> _Problem to solve_
Faithfully repeat all of the records, as they are written below.

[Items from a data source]
________________
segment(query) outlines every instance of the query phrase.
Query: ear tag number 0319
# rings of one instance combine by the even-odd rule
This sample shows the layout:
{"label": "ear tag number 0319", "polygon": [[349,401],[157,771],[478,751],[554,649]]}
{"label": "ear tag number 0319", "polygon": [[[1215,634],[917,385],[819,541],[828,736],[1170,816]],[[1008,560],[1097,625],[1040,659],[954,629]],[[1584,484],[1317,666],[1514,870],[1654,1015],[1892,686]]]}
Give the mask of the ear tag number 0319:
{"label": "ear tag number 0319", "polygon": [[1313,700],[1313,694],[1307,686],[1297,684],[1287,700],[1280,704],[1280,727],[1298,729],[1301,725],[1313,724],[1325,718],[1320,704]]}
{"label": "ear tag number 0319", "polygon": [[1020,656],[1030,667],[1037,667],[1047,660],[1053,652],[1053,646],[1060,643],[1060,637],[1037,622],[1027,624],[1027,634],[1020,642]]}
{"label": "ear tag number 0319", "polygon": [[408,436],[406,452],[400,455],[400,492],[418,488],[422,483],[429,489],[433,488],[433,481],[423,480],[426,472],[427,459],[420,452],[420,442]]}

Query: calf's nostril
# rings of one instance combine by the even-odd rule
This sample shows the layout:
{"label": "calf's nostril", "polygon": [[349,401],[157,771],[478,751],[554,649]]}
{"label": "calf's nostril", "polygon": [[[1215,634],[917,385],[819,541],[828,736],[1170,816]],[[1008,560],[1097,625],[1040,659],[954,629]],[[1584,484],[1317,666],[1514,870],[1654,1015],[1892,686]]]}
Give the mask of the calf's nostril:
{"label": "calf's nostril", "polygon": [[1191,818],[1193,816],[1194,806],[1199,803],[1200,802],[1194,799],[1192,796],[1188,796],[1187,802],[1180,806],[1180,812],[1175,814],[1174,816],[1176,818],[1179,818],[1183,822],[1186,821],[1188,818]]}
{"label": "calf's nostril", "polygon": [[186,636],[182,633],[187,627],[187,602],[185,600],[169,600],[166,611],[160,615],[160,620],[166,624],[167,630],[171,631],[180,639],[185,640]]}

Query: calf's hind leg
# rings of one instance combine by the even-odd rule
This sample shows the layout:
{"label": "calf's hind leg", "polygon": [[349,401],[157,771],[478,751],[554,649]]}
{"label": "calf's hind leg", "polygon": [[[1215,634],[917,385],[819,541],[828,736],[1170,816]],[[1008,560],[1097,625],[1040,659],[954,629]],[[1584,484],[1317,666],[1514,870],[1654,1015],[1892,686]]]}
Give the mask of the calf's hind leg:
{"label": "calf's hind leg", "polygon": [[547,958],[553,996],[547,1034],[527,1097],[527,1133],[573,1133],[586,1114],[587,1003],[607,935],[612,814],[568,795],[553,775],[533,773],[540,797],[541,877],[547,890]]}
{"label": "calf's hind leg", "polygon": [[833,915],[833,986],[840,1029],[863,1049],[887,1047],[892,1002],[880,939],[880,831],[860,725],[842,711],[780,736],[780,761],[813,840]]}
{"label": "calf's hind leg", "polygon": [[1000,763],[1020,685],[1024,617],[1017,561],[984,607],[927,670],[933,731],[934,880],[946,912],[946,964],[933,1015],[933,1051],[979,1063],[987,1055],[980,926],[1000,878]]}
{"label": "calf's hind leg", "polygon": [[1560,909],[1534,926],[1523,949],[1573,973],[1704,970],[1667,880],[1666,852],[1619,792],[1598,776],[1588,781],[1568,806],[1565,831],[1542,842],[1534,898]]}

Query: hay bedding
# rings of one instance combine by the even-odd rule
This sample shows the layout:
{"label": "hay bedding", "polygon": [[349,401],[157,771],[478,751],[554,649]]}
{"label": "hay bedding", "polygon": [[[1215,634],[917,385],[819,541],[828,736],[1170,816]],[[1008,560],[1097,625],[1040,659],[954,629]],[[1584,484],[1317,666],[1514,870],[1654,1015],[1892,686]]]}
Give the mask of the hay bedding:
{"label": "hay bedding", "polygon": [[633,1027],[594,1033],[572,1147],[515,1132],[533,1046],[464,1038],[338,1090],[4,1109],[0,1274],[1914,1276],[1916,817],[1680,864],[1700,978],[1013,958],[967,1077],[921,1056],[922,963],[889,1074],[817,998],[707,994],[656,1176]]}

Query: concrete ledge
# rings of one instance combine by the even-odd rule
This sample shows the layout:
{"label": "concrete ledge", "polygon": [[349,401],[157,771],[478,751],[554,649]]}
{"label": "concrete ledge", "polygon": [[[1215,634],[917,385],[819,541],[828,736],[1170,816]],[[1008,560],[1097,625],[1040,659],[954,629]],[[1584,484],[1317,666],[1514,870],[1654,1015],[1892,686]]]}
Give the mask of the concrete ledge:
________________
> _Result of this exercise_
segment(query) outlines every instance of the query phrase.
Query: ear tag number 0319
# rings of one instance combine by the even-odd rule
This sample shows the layout:
{"label": "ear tag number 0319", "polygon": [[349,401],[157,771],[478,751],[554,649]]}
{"label": "ear tag number 0319", "polygon": [[[1215,634],[917,385],[819,541],[828,736],[1170,816]],[[1008,560],[1097,625],[1040,659],[954,629]],[[1584,484],[1317,666],[1514,870],[1654,1015],[1892,686]]]}
Give the mask of the ear tag number 0319:
{"label": "ear tag number 0319", "polygon": [[1313,700],[1313,694],[1307,686],[1297,684],[1287,700],[1280,704],[1280,727],[1298,729],[1301,725],[1313,724],[1325,718],[1320,704]]}
{"label": "ear tag number 0319", "polygon": [[1020,656],[1030,667],[1037,667],[1047,660],[1053,652],[1053,646],[1060,643],[1060,637],[1037,622],[1027,624],[1027,634],[1020,642]]}
{"label": "ear tag number 0319", "polygon": [[408,436],[406,452],[400,455],[400,492],[418,488],[422,483],[429,489],[433,488],[433,481],[423,480],[426,472],[427,459],[420,452],[420,442]]}

Query: calf's nostril
# rings of one instance combine by the even-odd rule
This sample shows the layout:
{"label": "calf's nostril", "polygon": [[349,401],[157,771],[478,751],[554,649]]}
{"label": "calf's nostril", "polygon": [[[1215,634],[917,385],[819,541],[828,736],[1170,816]],[[1008,560],[1097,625],[1040,659],[954,629]],[[1584,484],[1317,666],[1514,870],[1654,1015],[1892,686]]]}
Give the mask of the calf's nostril:
{"label": "calf's nostril", "polygon": [[1191,818],[1193,816],[1194,806],[1199,803],[1200,802],[1194,799],[1192,796],[1188,796],[1187,802],[1180,806],[1180,812],[1175,814],[1174,816],[1176,818],[1179,818],[1183,822],[1186,821],[1188,818]]}
{"label": "calf's nostril", "polygon": [[186,636],[182,633],[187,627],[187,602],[185,600],[169,600],[166,611],[160,615],[160,620],[166,624],[167,630],[171,631],[180,639],[185,640]]}

Query: calf's hind leg
# rings of one instance combine by the even-odd rule
This sample shows the layout:
{"label": "calf's hind leg", "polygon": [[349,401],[157,771],[478,751],[554,649]]}
{"label": "calf's hind leg", "polygon": [[[1215,634],[917,385],[819,541],[828,736],[1170,816]],[[1008,560],[1097,625],[1040,659],[954,629]],[[1584,484],[1317,666],[1514,870],[1654,1015],[1892,686]]]}
Give the mask of the calf's hind leg:
{"label": "calf's hind leg", "polygon": [[547,958],[553,996],[547,1034],[527,1097],[527,1133],[573,1133],[586,1114],[587,1003],[607,935],[612,814],[568,795],[553,775],[533,773],[540,797],[541,877],[547,890]]}
{"label": "calf's hind leg", "polygon": [[833,915],[833,986],[840,1029],[863,1049],[887,1047],[892,1002],[880,939],[880,831],[860,725],[842,711],[780,736],[780,761],[813,840]]}
{"label": "calf's hind leg", "polygon": [[1000,763],[1020,685],[1024,617],[1017,561],[984,607],[927,670],[933,731],[934,880],[946,912],[946,964],[933,1015],[933,1051],[979,1063],[987,1055],[980,926],[1000,878]]}
{"label": "calf's hind leg", "polygon": [[1560,909],[1534,926],[1523,949],[1573,973],[1704,970],[1667,880],[1666,852],[1619,792],[1598,776],[1588,781],[1568,806],[1565,831],[1542,842],[1534,898]]}

Query: hay bedding
# rings of one instance combine by the even-odd rule
This sample shows the layout:
{"label": "hay bedding", "polygon": [[349,401],[157,771],[478,751],[554,649]]}
{"label": "hay bedding", "polygon": [[[1215,634],[917,385],[819,541],[828,736],[1170,816]],[[1008,560],[1097,625],[1040,659],[954,629]],[[1584,484],[1317,666],[1514,870],[1654,1015],[1892,686]]]}
Give the mask of the hay bedding:
{"label": "hay bedding", "polygon": [[633,1027],[594,1033],[572,1147],[515,1132],[533,1046],[464,1038],[338,1090],[4,1109],[0,1274],[1914,1276],[1916,817],[1680,864],[1700,978],[1013,958],[967,1077],[921,1056],[922,963],[889,1074],[817,998],[707,994],[656,1176]]}

Query: concrete ledge
# rings of one instance combine by the even-odd rule
This sample shows the layout:
{"label": "concrete ledge", "polygon": [[349,401],[157,771],[478,751],[554,649]]}
{"label": "concrete ledge", "polygon": [[[1215,634],[917,385],[819,541],[828,736],[1170,816]],[[1008,560],[1097,625],[1040,659],[954,629]],[[1584,484],[1317,666],[1514,870],[1654,1015],[1892,686]]]}
Give the mask of the concrete ledge:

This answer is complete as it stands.